▸ **Aim of the exercise**
In the entries below, substitute "blue" for "orange" in the lines starting at the line containing "shirt and shorts." and ending at the line containing "Target: man in orange shirt and shorts". Return only those lines, with everything else unchanged.

▸ **Exercise material**
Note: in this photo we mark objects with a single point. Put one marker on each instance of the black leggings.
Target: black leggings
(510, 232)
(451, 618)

==

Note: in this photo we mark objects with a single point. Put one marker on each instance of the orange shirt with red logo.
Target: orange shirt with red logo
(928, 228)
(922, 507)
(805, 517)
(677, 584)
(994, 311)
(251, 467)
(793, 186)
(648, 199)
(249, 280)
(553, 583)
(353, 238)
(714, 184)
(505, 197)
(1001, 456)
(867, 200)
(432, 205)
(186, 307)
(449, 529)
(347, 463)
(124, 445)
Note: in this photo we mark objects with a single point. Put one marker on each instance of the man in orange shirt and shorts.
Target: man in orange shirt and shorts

▸ **Solution to this problem**
Note: in this photo we mark objects with a single point. Put one marker on each instance of the man in blue shirt and shorts.
Target: man in blue shirt and shorts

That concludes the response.